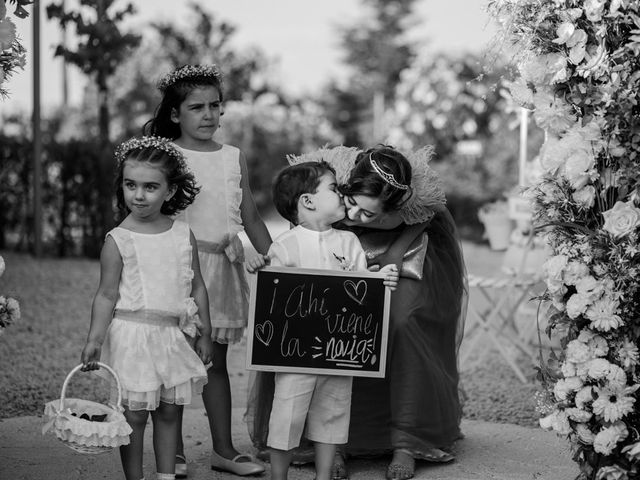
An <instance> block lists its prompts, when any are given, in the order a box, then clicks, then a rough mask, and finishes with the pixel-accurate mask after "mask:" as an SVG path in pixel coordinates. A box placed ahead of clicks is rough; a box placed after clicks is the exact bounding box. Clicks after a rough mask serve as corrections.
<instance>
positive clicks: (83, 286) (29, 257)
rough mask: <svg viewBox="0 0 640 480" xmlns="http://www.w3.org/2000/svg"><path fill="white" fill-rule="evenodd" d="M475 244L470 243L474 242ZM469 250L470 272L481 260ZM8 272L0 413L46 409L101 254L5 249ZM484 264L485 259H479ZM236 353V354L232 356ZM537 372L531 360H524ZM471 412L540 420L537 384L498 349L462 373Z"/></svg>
mask: <svg viewBox="0 0 640 480" xmlns="http://www.w3.org/2000/svg"><path fill="white" fill-rule="evenodd" d="M469 248H471V247H469ZM484 253H485V254H482V255H481V254H480V253H479V252H475V251H469V252H467V251H465V256H467V254H468V258H469V260H468V268H469V271H476V270H474V268H475V267H476V265H474V264H472V262H473V261H474V259H479V260H481V261H484V262H487V255H486V252H484ZM0 255H2V256H3V257H4V260H5V262H6V265H7V267H6V271H5V273H4V275H3V276H2V277H0V294H1V295H6V296H12V297H14V298H17V299H18V300H19V301H20V307H21V311H22V318H21V320H20V321H19V322H18V323H16V324H14V325H12V326H10V327H9V328H7V329H6V331H5V332H4V334H3V335H2V336H0V419H2V418H9V417H15V416H24V415H41V414H42V410H43V406H44V404H45V403H46V402H48V401H51V400H55V399H57V398H60V389H61V387H62V383H63V381H64V379H65V377H66V375H67V373H68V372H69V371H70V370H71V369H72V368H73V367H74V366H75V365H77V364H78V363H79V360H80V351H81V349H82V347H83V346H84V341H85V338H86V335H87V332H88V329H89V322H90V311H91V301H92V299H93V295H94V293H95V290H96V288H97V286H98V280H99V264H98V261H97V260H86V259H55V258H45V259H42V260H35V259H34V258H33V257H31V256H29V255H24V254H16V253H12V252H0ZM478 267H479V266H478ZM242 345H243V344H241V345H239V346H236V347H233V348H230V350H229V352H230V353H229V355H230V358H229V374H230V378H231V385H232V395H233V399H234V405H236V406H240V405H242V403H244V400H245V397H246V382H247V377H248V375H247V374H246V372H245V371H244V370H243V365H244V362H243V361H241V357H240V356H241V355H243V351H244V350H243V347H242ZM231 356H234V358H231ZM523 367H524V368H526V371H527V372H532V368H531V365H523ZM462 388H463V390H464V392H465V396H466V401H465V406H464V415H465V417H467V418H472V419H481V420H487V421H497V422H506V423H516V424H519V425H523V426H535V425H537V414H536V413H535V411H534V408H535V400H534V392H535V391H536V390H537V389H538V386H536V384H535V383H530V384H527V385H524V384H522V383H520V381H519V380H518V379H517V378H516V376H515V374H513V372H512V371H511V370H510V369H509V368H508V367H507V366H506V365H505V364H504V362H502V361H501V359H500V357H498V356H497V355H495V354H490V355H488V356H487V360H486V361H485V362H484V363H483V364H481V365H480V366H478V367H476V368H475V369H474V370H472V371H468V372H463V373H462ZM105 395H106V388H105V387H104V385H102V383H101V382H100V381H99V380H97V379H96V378H95V377H94V376H93V375H88V374H78V375H77V376H74V379H73V380H72V382H71V383H70V387H69V391H68V392H67V396H70V397H77V398H84V399H88V400H98V401H102V400H103V399H104V398H105Z"/></svg>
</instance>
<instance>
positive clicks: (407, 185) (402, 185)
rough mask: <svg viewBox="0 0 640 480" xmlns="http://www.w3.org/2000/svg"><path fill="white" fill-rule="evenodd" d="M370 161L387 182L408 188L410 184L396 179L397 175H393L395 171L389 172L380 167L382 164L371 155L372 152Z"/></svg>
mask: <svg viewBox="0 0 640 480" xmlns="http://www.w3.org/2000/svg"><path fill="white" fill-rule="evenodd" d="M369 163H371V166H372V167H373V170H374V171H375V172H376V173H377V174H378V175H380V176H381V177H382V179H383V180H384V181H385V182H387V183H388V184H389V185H391V186H392V187H396V188H398V189H400V190H408V189H409V186H408V185H403V184H402V183H399V182H398V181H397V180H396V177H394V176H393V173H387V172H385V171H384V170H382V169H381V168H380V166H379V165H378V164H377V163H376V161H375V160H374V159H373V157H372V156H371V153H370V154H369Z"/></svg>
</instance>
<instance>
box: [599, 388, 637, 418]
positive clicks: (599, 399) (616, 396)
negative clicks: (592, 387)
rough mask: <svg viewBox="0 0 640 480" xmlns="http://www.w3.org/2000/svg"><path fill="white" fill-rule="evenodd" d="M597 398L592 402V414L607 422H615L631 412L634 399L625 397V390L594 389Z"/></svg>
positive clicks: (633, 403) (603, 388)
mask: <svg viewBox="0 0 640 480" xmlns="http://www.w3.org/2000/svg"><path fill="white" fill-rule="evenodd" d="M596 391H597V393H598V398H597V399H596V400H594V401H593V405H592V407H591V408H592V409H593V413H595V414H596V415H600V416H601V417H603V418H604V419H605V421H607V422H615V421H617V420H620V419H621V418H622V417H624V416H625V415H628V414H629V413H630V412H632V411H633V404H634V403H635V398H633V397H629V396H627V395H625V393H626V389H622V390H621V389H617V388H614V389H610V388H598V387H596Z"/></svg>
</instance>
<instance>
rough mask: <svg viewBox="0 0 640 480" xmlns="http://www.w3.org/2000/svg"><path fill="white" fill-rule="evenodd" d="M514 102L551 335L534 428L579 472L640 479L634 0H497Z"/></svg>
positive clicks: (639, 184) (635, 35) (637, 229)
mask: <svg viewBox="0 0 640 480" xmlns="http://www.w3.org/2000/svg"><path fill="white" fill-rule="evenodd" d="M489 10H490V12H491V14H492V15H493V16H494V17H495V18H496V19H497V20H498V21H499V23H500V25H501V30H500V35H501V39H504V40H507V41H508V42H509V43H511V44H512V45H513V46H514V47H515V52H516V53H515V60H516V63H517V68H518V75H517V79H516V80H515V81H514V82H513V83H512V84H511V86H510V91H511V95H512V97H513V98H514V99H515V100H516V101H517V102H518V103H519V104H520V105H522V106H525V107H527V108H529V109H531V110H532V111H533V115H534V118H535V120H536V122H537V124H538V125H539V126H541V127H542V128H543V129H544V130H545V134H546V137H545V143H544V145H543V147H542V149H541V152H540V159H541V162H542V165H543V168H544V171H545V175H544V177H543V178H542V179H541V180H540V181H539V183H537V184H536V185H534V186H532V187H531V188H530V189H529V191H528V194H529V195H530V198H531V200H532V204H533V208H534V212H535V220H536V224H537V226H538V227H539V228H541V229H542V230H543V231H544V232H545V237H546V241H547V243H548V244H549V246H550V247H551V249H552V252H553V255H552V257H551V258H550V259H549V260H548V261H547V262H546V264H545V268H544V271H545V278H546V284H547V292H546V294H545V297H544V299H545V300H547V304H548V305H550V307H549V309H548V311H547V313H546V315H547V316H548V319H549V333H550V334H551V335H555V336H558V337H559V339H560V344H561V346H562V348H561V351H560V352H559V354H558V355H557V356H554V357H552V358H550V359H549V361H548V363H547V364H546V365H544V366H542V368H541V373H542V379H543V382H542V383H543V386H544V387H545V388H544V393H545V395H544V398H545V401H544V402H543V403H542V405H541V413H542V415H543V418H542V419H541V420H540V424H541V426H542V427H543V428H546V429H552V430H555V431H556V432H557V433H558V434H559V435H562V436H565V437H566V438H567V439H568V441H569V442H570V444H571V447H572V450H573V453H574V460H575V461H576V462H577V463H578V464H579V466H580V475H579V476H578V478H579V479H598V480H600V479H616V480H624V479H629V480H631V479H640V466H639V465H640V431H639V430H640V402H639V401H638V400H639V388H640V368H639V366H638V365H639V353H638V342H639V337H640V246H639V245H638V238H639V226H640V208H638V207H639V206H640V105H639V104H638V101H639V99H640V97H639V91H640V1H639V0H493V1H491V2H490V3H489Z"/></svg>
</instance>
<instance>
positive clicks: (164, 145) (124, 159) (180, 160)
mask: <svg viewBox="0 0 640 480" xmlns="http://www.w3.org/2000/svg"><path fill="white" fill-rule="evenodd" d="M144 148H155V149H157V150H162V151H163V152H166V153H168V154H169V155H171V156H172V157H174V158H175V159H176V160H177V161H178V162H180V165H181V167H183V168H184V169H186V168H187V164H186V162H185V159H184V155H183V154H182V152H181V151H180V150H178V148H177V147H176V146H175V144H174V143H173V142H172V141H171V139H169V138H164V137H155V136H145V137H134V138H130V139H129V140H127V141H126V142H123V143H121V144H120V145H119V146H118V148H116V154H115V156H116V160H117V161H118V163H121V162H124V161H125V159H126V158H127V155H129V153H131V152H133V151H135V150H142V149H144Z"/></svg>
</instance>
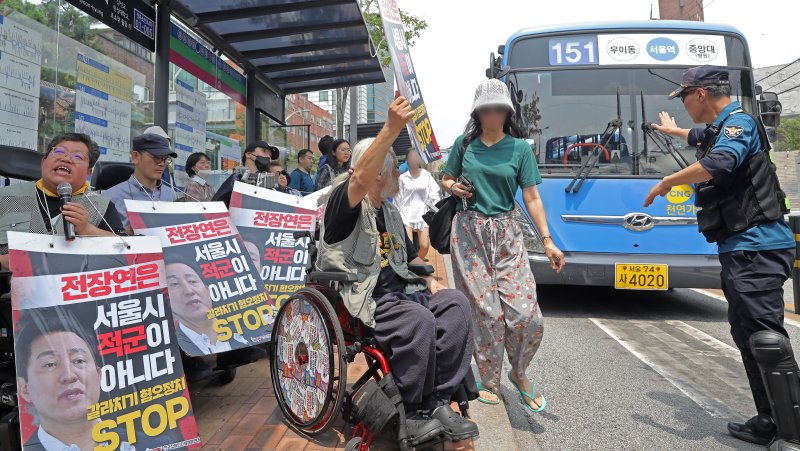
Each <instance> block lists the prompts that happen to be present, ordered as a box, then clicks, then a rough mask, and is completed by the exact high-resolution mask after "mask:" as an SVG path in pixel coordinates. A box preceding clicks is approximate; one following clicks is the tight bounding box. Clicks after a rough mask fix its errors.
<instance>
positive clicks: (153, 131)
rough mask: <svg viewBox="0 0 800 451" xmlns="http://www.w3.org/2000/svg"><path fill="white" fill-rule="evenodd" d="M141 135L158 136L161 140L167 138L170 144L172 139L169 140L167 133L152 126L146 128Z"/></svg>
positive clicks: (167, 139) (164, 131)
mask: <svg viewBox="0 0 800 451" xmlns="http://www.w3.org/2000/svg"><path fill="white" fill-rule="evenodd" d="M143 134H144V135H147V134H152V135H158V136H160V137H162V138H167V140H168V141H170V142H172V138H170V137H169V135H168V134H167V132H165V131H164V129H163V128H161V127H159V126H158V125H154V126H152V127H147V128H146V129H145V131H144V133H143Z"/></svg>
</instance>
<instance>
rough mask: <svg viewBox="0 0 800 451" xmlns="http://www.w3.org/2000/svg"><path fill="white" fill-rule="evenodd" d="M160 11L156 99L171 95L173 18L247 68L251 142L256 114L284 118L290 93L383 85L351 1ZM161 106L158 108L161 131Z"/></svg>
mask: <svg viewBox="0 0 800 451" xmlns="http://www.w3.org/2000/svg"><path fill="white" fill-rule="evenodd" d="M157 12H158V19H157V31H158V32H157V42H156V74H157V76H156V95H155V98H156V99H160V98H167V97H168V95H167V94H168V86H167V82H168V77H167V75H166V74H167V72H166V70H167V65H168V62H169V57H170V55H169V53H170V37H171V34H170V33H169V32H167V31H165V30H169V29H170V27H171V24H170V20H171V17H175V18H177V19H179V20H180V21H182V22H183V23H184V24H186V25H187V26H188V27H190V29H191V30H192V31H194V32H195V33H197V35H199V36H201V37H202V38H204V39H205V40H207V41H208V42H209V43H211V44H212V45H213V46H214V47H215V48H216V50H217V51H218V52H220V53H222V54H225V55H227V57H229V58H230V59H231V60H232V61H234V62H235V63H237V64H238V65H239V66H240V67H242V68H243V69H244V70H245V76H246V78H247V97H246V102H247V103H246V107H247V121H246V123H247V140H248V141H250V140H254V139H256V137H257V136H258V124H259V122H260V121H258V120H257V115H258V114H259V113H263V114H267V115H269V116H270V117H273V118H275V119H277V120H279V121H281V122H282V121H283V118H284V111H283V98H284V97H285V95H287V94H294V93H302V92H310V91H318V90H324V89H333V88H341V87H349V86H357V85H363V84H369V83H380V82H384V81H385V78H384V74H383V72H382V71H381V67H380V63H379V62H378V60H377V58H376V57H375V55H374V51H373V49H372V46H371V44H370V38H369V32H368V30H367V28H366V24H365V22H364V19H363V17H362V15H361V11H360V8H359V5H358V2H357V1H356V0H303V1H288V0H254V1H249V2H242V1H241V0H221V1H217V0H181V1H178V0H173V1H169V0H164V1H159V2H157ZM159 81H160V82H161V83H159ZM166 107H167V105H165V104H163V103H162V104H159V103H156V107H155V108H156V110H155V123H156V124H157V125H162V127H163V126H166V123H167V110H166Z"/></svg>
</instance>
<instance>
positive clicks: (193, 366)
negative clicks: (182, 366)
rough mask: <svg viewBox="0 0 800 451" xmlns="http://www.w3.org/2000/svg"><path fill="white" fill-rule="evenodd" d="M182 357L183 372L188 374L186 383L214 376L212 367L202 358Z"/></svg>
mask: <svg viewBox="0 0 800 451" xmlns="http://www.w3.org/2000/svg"><path fill="white" fill-rule="evenodd" d="M181 357H182V359H181V360H182V361H183V371H184V372H185V373H186V382H189V383H191V382H197V381H201V380H203V379H208V378H210V377H211V376H213V375H214V371H213V370H212V369H211V365H209V364H208V363H206V362H205V360H203V359H202V358H201V357H189V356H186V357H183V355H182V356H181Z"/></svg>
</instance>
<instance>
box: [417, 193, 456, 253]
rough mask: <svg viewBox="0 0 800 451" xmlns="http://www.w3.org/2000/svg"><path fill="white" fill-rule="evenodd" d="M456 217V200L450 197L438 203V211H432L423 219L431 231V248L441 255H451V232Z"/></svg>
mask: <svg viewBox="0 0 800 451" xmlns="http://www.w3.org/2000/svg"><path fill="white" fill-rule="evenodd" d="M455 215H456V198H455V196H450V197H447V198H444V199H442V200H440V201H439V202H436V210H430V211H428V212H427V213H425V214H424V215H422V219H423V220H424V221H425V223H426V224H428V227H429V228H430V230H429V231H428V232H429V234H430V240H431V246H433V248H434V249H436V251H437V252H439V253H440V254H449V253H450V230H451V229H452V227H453V217H454V216H455Z"/></svg>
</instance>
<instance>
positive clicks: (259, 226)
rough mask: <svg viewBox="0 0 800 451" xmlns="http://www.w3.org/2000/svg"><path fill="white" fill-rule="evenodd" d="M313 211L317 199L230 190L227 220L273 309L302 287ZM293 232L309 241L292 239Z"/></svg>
mask: <svg viewBox="0 0 800 451" xmlns="http://www.w3.org/2000/svg"><path fill="white" fill-rule="evenodd" d="M317 209H318V207H317V196H312V197H308V196H307V197H298V196H294V195H291V194H285V193H281V192H278V191H275V190H269V189H264V188H259V187H255V186H253V185H248V184H245V183H241V182H236V184H234V186H233V194H232V195H231V204H230V213H231V218H232V219H233V222H234V224H236V227H237V228H238V230H239V233H240V234H241V235H242V238H243V239H244V244H245V247H246V248H247V250H248V252H249V253H250V255H251V256H252V258H253V262H254V263H255V265H256V267H257V268H258V270H259V274H260V275H261V280H263V281H264V283H265V284H266V288H267V291H268V292H269V294H270V296H271V297H272V298H273V299H274V300H275V304H276V306H277V308H280V305H281V303H282V302H283V300H284V299H287V298H288V297H289V296H291V295H292V293H294V292H295V291H297V290H299V289H300V288H303V286H304V285H305V277H306V269H307V267H308V264H309V258H310V256H309V253H308V244H309V240H310V239H311V238H313V236H314V229H315V228H316V225H317ZM296 232H309V233H310V237H298V238H295V233H296Z"/></svg>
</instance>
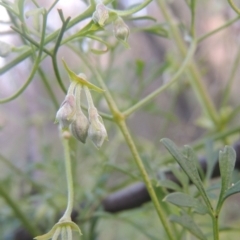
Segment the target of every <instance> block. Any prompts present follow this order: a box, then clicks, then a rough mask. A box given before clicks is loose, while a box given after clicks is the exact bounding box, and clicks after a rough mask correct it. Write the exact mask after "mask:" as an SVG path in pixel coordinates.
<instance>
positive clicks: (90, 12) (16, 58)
mask: <svg viewBox="0 0 240 240" xmlns="http://www.w3.org/2000/svg"><path fill="white" fill-rule="evenodd" d="M111 1H112V0H106V1H104V3H105V4H108V3H110V2H111ZM4 7H6V8H8V6H5V5H4ZM10 10H11V9H10ZM94 10H95V9H94V6H92V5H90V6H89V7H88V8H87V9H86V10H85V11H84V12H83V13H81V14H80V15H79V16H77V17H75V18H74V19H72V20H71V21H70V22H69V24H68V25H67V27H66V30H68V29H70V28H71V27H73V26H74V25H76V24H77V23H79V22H81V21H82V20H84V19H86V18H88V17H90V16H91V14H92V13H93V11H94ZM60 31H61V29H58V30H56V31H55V32H53V33H52V34H50V35H48V36H47V37H46V39H45V41H44V46H45V45H47V44H48V43H49V42H51V41H53V40H54V39H55V38H56V37H57V36H58V35H59V32H60ZM31 54H32V50H31V49H30V50H26V51H25V52H23V53H22V54H21V55H20V56H18V57H17V58H16V59H14V60H12V61H11V62H10V63H8V64H6V65H5V66H4V67H2V68H0V75H1V74H3V73H5V72H6V71H8V70H9V69H11V68H12V67H14V66H15V65H17V64H18V63H20V62H21V61H23V60H24V59H26V58H28V57H29V56H30V55H31Z"/></svg>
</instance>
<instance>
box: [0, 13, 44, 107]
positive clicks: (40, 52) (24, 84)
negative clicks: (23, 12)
mask: <svg viewBox="0 0 240 240" xmlns="http://www.w3.org/2000/svg"><path fill="white" fill-rule="evenodd" d="M46 24H47V15H46V13H44V14H43V30H42V35H41V41H40V46H39V52H38V56H37V59H36V61H35V63H34V65H33V68H32V71H31V73H30V75H29V77H28V79H27V81H26V82H25V83H24V84H23V86H22V87H21V88H20V89H19V90H18V91H17V92H16V93H14V94H13V95H12V96H10V97H7V98H4V99H1V100H0V104H1V103H6V102H9V101H11V100H13V99H15V98H17V97H18V96H19V95H20V94H21V93H22V92H23V91H24V90H25V89H26V88H27V86H28V85H29V84H30V82H31V81H32V79H33V77H34V75H35V73H36V71H37V70H38V67H39V64H40V62H41V56H42V51H43V43H44V39H45V30H46Z"/></svg>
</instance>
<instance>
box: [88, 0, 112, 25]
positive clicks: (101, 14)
mask: <svg viewBox="0 0 240 240" xmlns="http://www.w3.org/2000/svg"><path fill="white" fill-rule="evenodd" d="M108 18H109V13H108V10H107V8H106V7H105V5H104V4H103V3H98V4H97V5H96V11H95V12H94V13H93V15H92V20H93V21H94V22H95V23H98V24H99V25H100V26H101V27H103V26H104V24H105V22H106V21H107V19H108Z"/></svg>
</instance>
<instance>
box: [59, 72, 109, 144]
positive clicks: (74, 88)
mask: <svg viewBox="0 0 240 240" xmlns="http://www.w3.org/2000/svg"><path fill="white" fill-rule="evenodd" d="M81 77H82V78H84V79H86V76H85V75H81ZM82 89H84V91H85V94H86V97H87V103H88V118H87V117H86V116H85V115H84V113H83V111H82V109H81V92H82ZM56 122H58V123H59V127H60V129H61V130H62V131H63V132H64V131H65V130H68V129H69V130H70V132H71V134H72V136H74V137H75V138H76V139H77V140H79V141H80V142H82V143H85V142H86V139H87V137H88V136H89V138H90V139H91V140H92V142H93V143H94V145H95V146H96V147H97V148H100V147H101V146H102V144H103V142H104V140H105V139H107V131H106V129H105V126H104V123H103V121H102V118H101V116H100V115H99V114H98V111H97V108H96V107H95V106H94V104H93V101H92V96H91V93H90V90H89V88H88V87H86V86H82V85H81V84H79V83H76V82H72V83H71V85H70V87H69V89H68V93H67V96H66V97H65V99H64V101H63V103H62V104H61V106H60V109H59V110H58V112H57V114H56Z"/></svg>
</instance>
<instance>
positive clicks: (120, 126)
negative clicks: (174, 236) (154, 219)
mask: <svg viewBox="0 0 240 240" xmlns="http://www.w3.org/2000/svg"><path fill="white" fill-rule="evenodd" d="M117 124H118V126H119V128H120V129H121V131H122V134H123V135H124V138H125V141H126V143H127V144H128V147H129V149H130V151H131V152H132V155H133V158H134V160H135V163H136V165H137V166H138V168H139V171H140V172H141V175H142V178H143V180H144V182H145V184H146V187H147V190H148V192H149V195H150V196H151V199H152V202H153V204H154V206H155V208H156V211H157V214H158V216H159V218H160V220H161V222H162V225H163V227H164V229H165V231H166V233H167V235H168V238H169V239H174V236H173V233H172V230H171V228H170V225H169V222H168V220H167V217H166V216H165V213H164V210H163V208H162V207H161V205H160V204H159V200H158V198H157V196H156V193H155V191H154V189H153V186H152V184H151V180H150V179H149V177H148V174H147V171H146V169H145V168H144V165H143V163H142V160H141V158H140V156H139V154H138V150H137V148H136V146H135V144H134V142H133V139H132V137H131V134H130V133H129V131H128V128H127V126H126V123H125V121H124V120H123V121H118V123H117Z"/></svg>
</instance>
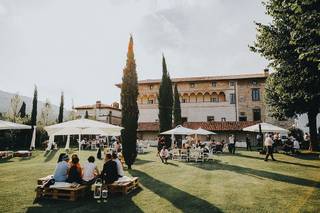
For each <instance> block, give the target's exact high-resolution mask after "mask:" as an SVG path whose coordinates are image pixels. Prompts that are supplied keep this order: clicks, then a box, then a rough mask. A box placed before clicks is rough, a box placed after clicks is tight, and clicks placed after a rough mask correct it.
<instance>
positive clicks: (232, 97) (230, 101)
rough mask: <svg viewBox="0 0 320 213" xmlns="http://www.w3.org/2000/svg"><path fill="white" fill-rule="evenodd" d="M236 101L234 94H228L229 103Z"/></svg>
mask: <svg viewBox="0 0 320 213" xmlns="http://www.w3.org/2000/svg"><path fill="white" fill-rule="evenodd" d="M235 103H236V95H235V94H234V93H231V94H230V104H235Z"/></svg>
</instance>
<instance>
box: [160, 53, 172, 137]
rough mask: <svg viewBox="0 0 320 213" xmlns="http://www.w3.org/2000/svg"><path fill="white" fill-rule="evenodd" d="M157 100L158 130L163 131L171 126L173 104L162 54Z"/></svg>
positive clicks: (169, 128) (163, 57) (165, 62)
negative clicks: (158, 90)
mask: <svg viewBox="0 0 320 213" xmlns="http://www.w3.org/2000/svg"><path fill="white" fill-rule="evenodd" d="M158 102H159V104H158V107H159V115H158V116H159V122H160V132H164V131H167V130H169V129H171V128H172V105H173V92H172V82H171V79H170V76H169V73H168V71H167V65H166V60H165V58H164V56H162V79H161V83H160V88H159V96H158Z"/></svg>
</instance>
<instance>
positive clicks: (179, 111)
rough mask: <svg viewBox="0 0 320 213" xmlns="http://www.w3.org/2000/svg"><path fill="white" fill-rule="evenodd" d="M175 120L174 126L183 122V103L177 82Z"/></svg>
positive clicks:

◆ What the task requires
Return each line above that contains the word "negative", copying every such line in full.

◆ Written response
negative clicks: (592, 387)
negative clicks: (182, 366)
negative clicks: (23, 12)
negative clicks: (174, 236) (154, 219)
negative clicks: (158, 90)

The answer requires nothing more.